Criteria not met for tobacco industry-supported foundation
December 20, 2017
On September 13, 2017 Philip Morris International (PMI) announced its support for the creation of the Foundation for a Smoke-Free World, whose mission is to "advance the dialogue on smoking cessation and harm reduction," (www.smokefreeworld.org/about-us: December 18, 2017). PMI has pledged almost USD $1 billion over 12 years beginning in 2018 for the foundation, and to our knowledge, is the sole funder.
In 2009, IGTC director Dr. Joanna Cohen co-authored a paper outlining eight criteria for evaluating tobacco industry-supported research funding programs. This October, the foundation’s founder and president-designate Derek Yach cited the "Cohen-Zeller criteria" in an article published by the Lancet on October 14, 2017. He asserts that his foundation meets the criteria set forth in the 2009 paper. Dr. Cohen and co-author Dr. Thomas Eissenberg disagree with this interpretation and application of the criteria.
In response to the online publication of Yach’s article, Dr. Cohen and Dr. Eissenberg submitted the correspondence below to the Lancet on October 15, 2017. Despite multiple follow-ups, as of today—more than two months after submission—the Lancet has not yet accepted or rejected the correspondence.
Because tobacco-caused disease and death remain a pressing public health issue worldwide and because the PMI-funded foundation is actively seeking to build partnerships around the world, we can no longer wait to get this message out to the public. The authors have decided to retract their correspondence from the Lancet and issue the letter through our own channels.
The letter to the Lancet
October 15, 2017
Corresponding author: Joanna E. Cohen, PhD, Director of the Institute for Global Tobacco Control and Bloomberg Professor of Disease Prevention, Department of Health, Behavior and Society, Johns Hopkins Bloomberg School of Public Health. 2213 McElderry, 4th Floor, Baltimore, MD, USA, 21205. Email: email@example.com; Tel: 1-410-614-5378
Thomas Eissenberg, PhD, Professor of Psychology (Health Program) and Director, Center for the Study of Tobacco Products, Virginia Commonwealth University, 1112 East Clay Street, Suite B-08 (for express mail), Box 980205 (for US Postal Service), Richmond, VA, USA, 23298. Email: firstname.lastname@example.org; Tel: 1-804-827-4617
The Foundation for a Smoke-Free World claims1 to address eight criteria used to evaluate tobacco industry-supported research funding programs.2
The claim is incorrect in several instances. One criterion emphasized independence, and the foundation’s independence is jeopardized by having four predetermined research foci. A more independent approach involves an autonomous committee composed of internationally-regarded subject-matter experts identifying a research agenda and publishing the process and results of their deliberations, while acknowledging that agendas may change as the relevant science evolves. Like this new foundation, past tobacco industry-supported research organizations had agendas determined behind closed doors and limited to topics that benefited the industry. Further, because the foundation was launched without prior broad, meaningful consultation, many qualified experts likely will not participate in its activities, thus rendering uncertain its de facto independence moving forward. Also, if the foundation’s 12 years of industry funding are not in an irrevocable trust, they could be contingent upon foundation output.

(Collection entries)

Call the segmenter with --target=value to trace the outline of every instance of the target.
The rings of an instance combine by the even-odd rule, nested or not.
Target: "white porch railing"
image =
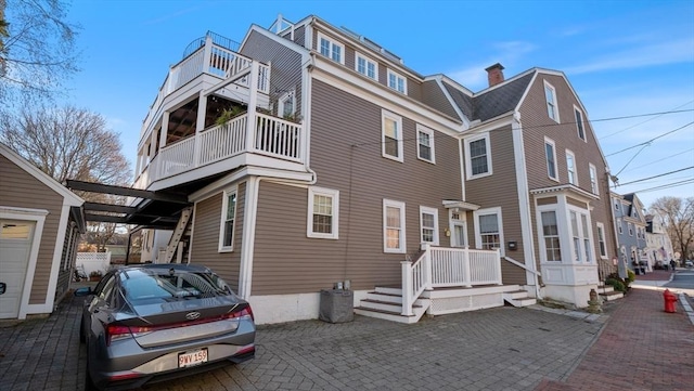
[[[255,118],[255,126],[250,126],[246,113],[163,147],[140,174],[134,187],[146,188],[154,181],[244,153],[300,162],[301,125],[261,113],[256,113]],[[200,154],[196,156],[197,147]]]
[[[402,315],[413,314],[414,301],[426,289],[441,287],[473,287],[501,285],[501,253],[499,250],[444,248],[426,245],[414,263],[402,266]]]

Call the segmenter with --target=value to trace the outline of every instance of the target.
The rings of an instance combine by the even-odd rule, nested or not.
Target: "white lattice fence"
[[[93,271],[105,274],[111,265],[111,252],[77,252],[77,270],[87,276]]]

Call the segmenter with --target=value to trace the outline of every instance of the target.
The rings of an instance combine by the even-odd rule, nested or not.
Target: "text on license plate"
[[[197,365],[206,362],[207,362],[207,349],[201,349],[192,352],[180,353],[178,355],[179,368],[183,368],[191,365]]]

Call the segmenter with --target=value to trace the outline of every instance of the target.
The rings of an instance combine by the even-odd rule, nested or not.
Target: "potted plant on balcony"
[[[91,273],[89,273],[89,281],[100,281],[101,276],[103,275],[103,273],[101,273],[100,270],[94,270]]]

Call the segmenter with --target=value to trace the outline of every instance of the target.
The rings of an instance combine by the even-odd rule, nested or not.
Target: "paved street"
[[[79,300],[0,326],[0,390],[83,388]],[[691,390],[694,326],[678,310],[633,289],[600,316],[504,307],[414,325],[356,316],[260,326],[255,360],[145,389]]]

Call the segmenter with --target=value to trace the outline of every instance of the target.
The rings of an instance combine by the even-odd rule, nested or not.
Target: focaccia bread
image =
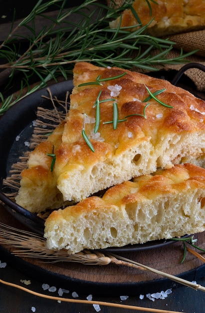
[[[118,68],[78,62],[73,74],[70,110],[30,153],[19,204],[33,212],[59,208],[157,168],[204,158],[205,101],[165,80]],[[47,154],[55,158],[52,172]]]
[[[149,2],[152,15],[146,0],[135,0],[132,6],[142,26],[148,24],[154,18],[148,28],[149,33],[153,36],[161,37],[205,28],[205,0],[157,0],[155,2]],[[110,22],[111,28],[117,28],[121,18],[121,27],[139,24],[132,10],[127,9],[121,17]],[[133,31],[136,28],[130,30]]]
[[[68,254],[168,239],[205,230],[205,170],[190,164],[136,178],[54,211],[49,249]]]

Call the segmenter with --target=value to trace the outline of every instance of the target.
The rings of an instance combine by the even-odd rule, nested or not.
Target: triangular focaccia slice
[[[158,0],[149,2],[151,11],[146,0],[135,0],[132,7],[142,26],[149,24],[148,30],[153,36],[161,37],[205,28],[205,0]],[[121,27],[127,28],[139,25],[139,22],[132,10],[127,9],[122,16],[111,22],[110,26],[117,28],[119,22]],[[133,31],[136,28],[129,29]]]
[[[205,230],[205,170],[190,164],[161,170],[51,213],[49,248],[68,254],[123,246]]]
[[[65,121],[30,154],[18,204],[32,212],[58,208],[204,156],[205,102],[166,80],[118,68],[82,62],[73,74]],[[47,154],[56,158],[52,172]]]

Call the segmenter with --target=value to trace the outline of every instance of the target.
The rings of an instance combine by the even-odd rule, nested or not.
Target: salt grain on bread
[[[160,170],[51,213],[49,249],[68,254],[170,238],[205,230],[205,169],[191,164]]]
[[[30,154],[16,198],[19,204],[32,212],[58,208],[158,167],[190,160],[203,162],[205,101],[165,80],[118,68],[81,62],[73,74],[70,110],[47,142]],[[100,84],[92,84],[99,76]],[[90,84],[79,86],[84,83]],[[144,102],[149,96],[146,87],[152,93],[165,88],[157,98],[173,108],[152,98]],[[95,133],[94,106],[99,94],[100,122]],[[118,120],[123,120],[116,129],[112,122],[113,102]],[[83,138],[83,128],[95,152]],[[47,154],[56,156],[52,172]]]
[[[135,0],[132,4],[142,25],[148,24],[147,30],[153,36],[161,37],[205,29],[205,0],[160,0],[150,1],[150,5],[152,15],[145,0]],[[111,22],[111,28],[117,28],[120,22],[121,27],[139,25],[131,9],[125,10],[122,16]],[[136,28],[129,29],[132,32]]]

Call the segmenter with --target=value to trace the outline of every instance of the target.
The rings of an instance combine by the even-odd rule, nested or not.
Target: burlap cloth
[[[122,4],[122,0],[115,0],[117,6]],[[108,5],[111,5],[110,0],[106,0]],[[169,54],[170,58],[176,58],[180,55],[182,48],[184,54],[198,50],[194,54],[186,58],[187,63],[190,62],[200,63],[205,66],[205,29],[204,30],[191,32],[169,36],[169,40],[175,43],[174,48]],[[156,52],[155,53],[157,53]],[[178,64],[166,64],[156,66],[160,70],[179,70],[186,63]],[[135,69],[137,70],[137,69]],[[139,70],[140,71],[140,70]],[[147,71],[146,72],[149,72]],[[199,91],[205,91],[205,72],[198,68],[190,68],[185,73],[193,80]]]
[[[172,58],[179,56],[182,48],[184,53],[198,49],[197,52],[186,58],[187,62],[197,62],[205,66],[205,30],[169,36],[169,39],[176,43],[174,48],[169,54],[169,58]],[[168,70],[179,70],[184,64],[168,64],[159,68]],[[204,72],[198,68],[193,68],[188,70],[185,74],[195,82],[198,90],[205,91]]]

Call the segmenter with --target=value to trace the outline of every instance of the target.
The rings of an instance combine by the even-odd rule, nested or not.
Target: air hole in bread
[[[201,198],[200,200],[200,202],[201,202],[201,206],[202,208],[205,206],[205,198]]]
[[[139,165],[139,163],[140,163],[141,158],[141,154],[136,154],[134,157],[132,162],[135,164],[135,165]]]
[[[84,230],[84,237],[85,238],[86,240],[89,239],[90,238],[90,231],[88,227]]]
[[[93,177],[95,177],[96,175],[98,174],[98,170],[97,166],[93,166],[91,171],[91,176]]]
[[[116,238],[117,236],[117,231],[114,227],[110,228],[110,234],[113,238]]]

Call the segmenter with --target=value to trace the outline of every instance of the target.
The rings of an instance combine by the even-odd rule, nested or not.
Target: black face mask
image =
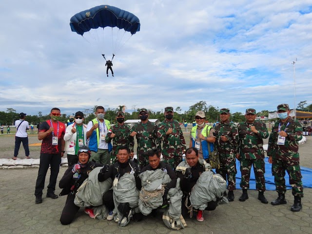
[[[140,116],[140,119],[144,121],[147,118],[147,116]]]
[[[166,118],[168,119],[172,119],[172,118],[174,117],[174,115],[171,114],[168,114],[168,115],[166,115]]]
[[[123,120],[125,119],[124,118],[117,118],[117,122],[119,123],[121,123],[123,122]]]

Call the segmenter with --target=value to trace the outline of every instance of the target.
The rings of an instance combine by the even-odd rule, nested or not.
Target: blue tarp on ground
[[[264,159],[265,162],[265,174],[264,176],[265,177],[265,186],[267,190],[275,190],[275,184],[274,183],[274,176],[272,176],[272,164],[269,163],[268,160],[268,157]],[[241,174],[240,174],[239,165],[239,161],[236,160],[236,168],[237,170],[237,174],[236,175],[236,188],[238,189],[241,189],[239,186],[240,179],[241,178]],[[312,169],[300,166],[301,170],[301,175],[302,176],[302,184],[304,188],[312,188]],[[292,186],[289,184],[289,176],[287,172],[286,172],[285,179],[286,183],[286,188],[287,189],[291,189]],[[252,168],[250,174],[250,181],[249,184],[250,189],[255,190],[255,180],[254,179],[254,169]]]

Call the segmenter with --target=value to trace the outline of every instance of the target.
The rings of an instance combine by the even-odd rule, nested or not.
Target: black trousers
[[[20,142],[22,142],[25,150],[25,155],[29,156],[29,147],[28,147],[28,137],[20,137],[15,136],[15,147],[14,147],[14,156],[17,157],[20,146]]]
[[[40,154],[40,165],[38,171],[37,180],[36,182],[35,195],[42,195],[42,190],[44,188],[45,176],[48,172],[49,166],[51,166],[51,175],[47,194],[54,193],[60,162],[60,154],[41,153]]]
[[[60,215],[60,223],[63,225],[67,225],[73,222],[75,215],[79,210],[80,207],[76,206],[74,203],[75,200],[75,195],[69,194],[67,195],[67,199],[65,203],[65,206],[62,211]]]

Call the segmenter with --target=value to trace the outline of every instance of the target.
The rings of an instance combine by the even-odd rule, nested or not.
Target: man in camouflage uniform
[[[237,125],[240,145],[239,154],[236,154],[236,157],[240,160],[242,177],[240,185],[243,190],[239,200],[245,201],[249,198],[247,190],[249,189],[250,173],[253,165],[255,187],[258,191],[258,199],[262,203],[268,204],[263,195],[265,191],[265,170],[263,139],[268,138],[269,133],[264,123],[255,121],[256,117],[255,109],[247,109],[245,115],[246,121]]]
[[[174,108],[165,108],[165,119],[158,126],[157,137],[162,141],[163,161],[175,169],[182,161],[182,155],[186,149],[185,139],[180,124],[174,120]]]
[[[291,210],[300,211],[302,209],[301,197],[303,197],[303,187],[299,163],[298,141],[302,138],[302,126],[289,116],[290,110],[287,104],[277,106],[277,115],[280,118],[272,127],[269,138],[268,156],[269,162],[272,163],[272,175],[278,197],[272,201],[273,206],[286,204],[285,194],[285,171],[289,175],[289,183],[292,187],[294,197]]]
[[[236,125],[230,123],[230,110],[220,110],[220,122],[215,125],[216,149],[220,156],[220,168],[216,172],[226,181],[227,177],[229,201],[234,200],[233,191],[236,189],[237,173],[235,156],[238,152],[238,132]]]
[[[136,137],[138,164],[141,168],[148,164],[148,152],[157,146],[161,151],[160,144],[157,138],[157,125],[148,120],[149,115],[147,110],[139,110],[138,117],[141,121],[136,124],[130,130],[130,136]]]
[[[130,156],[133,157],[133,148],[135,140],[133,136],[130,136],[130,127],[124,124],[125,116],[123,112],[118,111],[116,116],[117,123],[111,127],[106,136],[106,142],[110,142],[113,139],[113,149],[112,159],[115,161],[119,147],[126,146],[130,150]]]

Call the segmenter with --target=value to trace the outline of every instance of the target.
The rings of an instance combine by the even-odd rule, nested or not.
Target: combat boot
[[[239,200],[239,201],[245,201],[249,198],[247,190],[243,189],[243,194],[239,197],[238,200]]]
[[[273,206],[277,206],[282,204],[286,204],[287,202],[285,199],[285,194],[278,193],[278,197],[276,200],[271,201],[271,204]]]
[[[268,204],[269,202],[268,200],[265,198],[263,193],[264,192],[263,191],[259,191],[259,193],[258,194],[258,200],[260,200],[261,202],[263,204]]]
[[[300,211],[302,209],[302,205],[301,205],[301,198],[299,196],[294,196],[294,200],[293,201],[293,205],[291,208],[291,211],[294,212],[298,212]]]
[[[228,193],[228,200],[229,200],[229,201],[233,201],[234,200],[234,193],[233,191],[229,191]]]

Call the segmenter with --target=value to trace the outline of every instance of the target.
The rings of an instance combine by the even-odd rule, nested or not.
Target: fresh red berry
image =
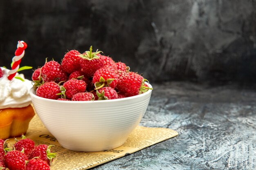
[[[115,73],[117,75],[117,77],[118,79],[121,79],[124,76],[125,76],[128,75],[129,73],[125,71],[123,71],[122,70],[117,70],[115,71]]]
[[[26,161],[29,159],[24,153],[18,150],[12,150],[4,156],[4,164],[10,170],[25,170]]]
[[[130,70],[130,67],[122,62],[117,62],[117,70],[121,70],[122,71],[128,72]]]
[[[80,69],[79,63],[80,53],[76,50],[71,50],[67,53],[61,62],[63,70],[69,73]]]
[[[5,141],[0,139],[0,155],[3,157],[4,156],[6,152],[11,150],[11,148],[8,147],[8,143],[7,141],[9,139],[6,139]]]
[[[40,75],[40,69],[41,68],[38,68],[36,69],[32,74],[32,80],[39,80],[39,76]]]
[[[3,77],[3,72],[2,71],[2,68],[1,68],[1,67],[0,67],[0,78],[2,77]]]
[[[90,51],[85,51],[80,55],[80,63],[81,71],[88,77],[92,77],[97,70],[104,65],[104,60],[101,60],[98,54],[101,51],[92,52],[92,47],[91,46]]]
[[[34,148],[35,142],[30,139],[26,138],[26,137],[24,135],[22,135],[21,137],[22,139],[19,141],[17,141],[15,139],[15,140],[17,141],[14,144],[13,148],[19,151],[21,151],[24,148],[24,153],[27,155]]]
[[[31,159],[35,157],[39,157],[43,161],[46,161],[48,165],[50,165],[53,159],[56,157],[56,153],[52,152],[51,150],[52,146],[53,145],[48,146],[47,145],[41,144],[35,146],[29,154],[29,159]]]
[[[4,141],[0,139],[0,155],[2,156],[4,156]]]
[[[119,92],[117,93],[117,95],[118,95],[118,98],[121,99],[122,98],[127,97],[127,96],[125,94],[122,93],[122,92]]]
[[[144,86],[144,81],[142,76],[137,73],[132,73],[119,79],[117,88],[128,97],[138,95],[149,88]]]
[[[84,92],[86,90],[86,84],[83,80],[70,79],[65,82],[62,86],[65,88],[65,95],[68,99],[78,93]],[[61,87],[62,88],[62,87]]]
[[[94,96],[94,100],[98,100],[99,97],[98,97],[98,96],[97,95],[97,91],[94,90],[93,91],[91,91],[91,93],[92,93]]]
[[[30,159],[26,165],[26,170],[50,170],[47,162],[40,158]]]
[[[60,98],[57,99],[58,100],[64,100],[66,101],[70,101],[70,100],[67,99],[64,99],[64,98]]]
[[[61,64],[55,61],[46,62],[41,68],[41,76],[45,82],[58,83],[67,79],[67,76]]]
[[[90,101],[94,99],[94,95],[90,92],[79,93],[72,97],[72,100],[74,101]]]
[[[104,87],[98,91],[97,95],[99,97],[98,100],[111,100],[118,98],[117,91],[110,87]]]
[[[89,79],[89,83],[87,86],[86,86],[86,91],[91,91],[94,90],[95,86],[94,84],[92,83],[92,79]]]
[[[68,79],[79,79],[81,76],[83,76],[82,80],[83,81],[86,83],[86,84],[89,84],[89,80],[88,76],[82,71],[75,71],[72,73],[68,77]]]
[[[60,95],[57,95],[57,94],[61,93],[58,85],[53,82],[44,83],[38,87],[36,91],[36,94],[38,96],[56,100],[61,97]]]
[[[4,156],[2,155],[1,154],[0,154],[0,170],[1,169],[1,168],[5,168],[4,160]]]
[[[117,64],[113,59],[111,58],[111,57],[105,55],[102,55],[100,54],[98,54],[97,55],[101,59],[104,61],[104,66],[110,66],[115,70],[117,69]]]
[[[92,83],[97,83],[97,87],[108,86],[114,88],[118,79],[115,70],[109,66],[105,66],[96,71],[92,78]]]

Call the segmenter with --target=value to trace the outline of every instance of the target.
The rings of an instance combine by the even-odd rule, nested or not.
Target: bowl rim
[[[147,83],[148,86],[151,88],[152,88],[152,86],[149,83]],[[111,100],[93,100],[90,101],[66,101],[66,100],[54,100],[53,99],[47,99],[46,98],[42,97],[39,96],[38,96],[36,95],[36,91],[34,89],[34,87],[32,87],[29,90],[29,95],[32,97],[37,98],[38,99],[42,100],[45,101],[48,101],[51,102],[56,102],[63,103],[106,103],[106,102],[113,102],[117,101],[123,101],[125,100],[130,100],[131,99],[134,99],[137,98],[142,97],[143,96],[146,96],[150,93],[152,91],[152,90],[148,89],[148,90],[142,94],[140,95],[136,95],[135,96],[128,97],[125,98],[122,98],[121,99],[112,99]],[[32,97],[31,97],[32,98]],[[33,100],[32,100],[33,102]]]

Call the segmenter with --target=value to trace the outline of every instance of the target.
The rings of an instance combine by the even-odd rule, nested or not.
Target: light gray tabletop
[[[153,86],[140,125],[169,128],[179,136],[92,169],[256,169],[255,86]]]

• Questions to answer:
1. Answer these from the text on the PMI-funded Foundation for a Smoke-Free World:
(a) How much money has PMI pledged to the foundation, and over how many years?
(b) On what date did Dr. Cohen and Dr. Eissenberg submit their correspondence to the Lancet?
(c) How many predetermined research foci does the letter say the foundation has?
2. Continue the letter about the PMI-funded foundation, starting right after its last sentence.

• Written answers:
1.
(a) Almost USD $1 billion over 12 years, beginning in 2018.
(b) October 15, 2017.
(c) Four.

2.
Another criterion recommends disclosure as well as prohibition of some relationships. The foundation’s bylaws (www.smoke-freeworld.org), require disclosure but say nothing about which relationships will not be acceptable.
The criterion that funders not realize public relations gains is absent in the foundation’s bylaws. Indeed, the foundation’s launch was focused on industry funding, exactly what our paper warned against.
We conclude that due to lack of independence, the potential for conflicts of interest, and clear public relations gains, the foundation does not represent a tobacco industry-supported funding model that should be acceptable to the research community.
Dr. Cohen was supported from her endowed chair position. Dr. Eissenberg is supported by the National Institute on Drug Abuse of the U.S. National Institutes of Health under Award Number P50DA036105 and the Center for Tobacco Products of the U.S. Food and Drug Administration. The content is solely the responsibility of the authors and does not necessarily represent the views of the NIH or the FDA. None of these funding sources had a role in the preparation of this correspondence.
Dr. Eissenberg is a paid consultant in litigation against the tobacco industry and is named on a patent application for a device that measures the puffing behavior of electronic cigarette users.
- Yach D. Foundation for a smoke-free world. Lancet 2017; 390:1807-10.
- Cohen JE, Zeller M, Eissenberg T, Parascandola M, O’Keefe R, Planinac L, Leischow S. Criteria for evaluating tobacco control research funding programs and their application to models that include financial support from the tobacco industry. Tobacco Control 2009; 18:228-34.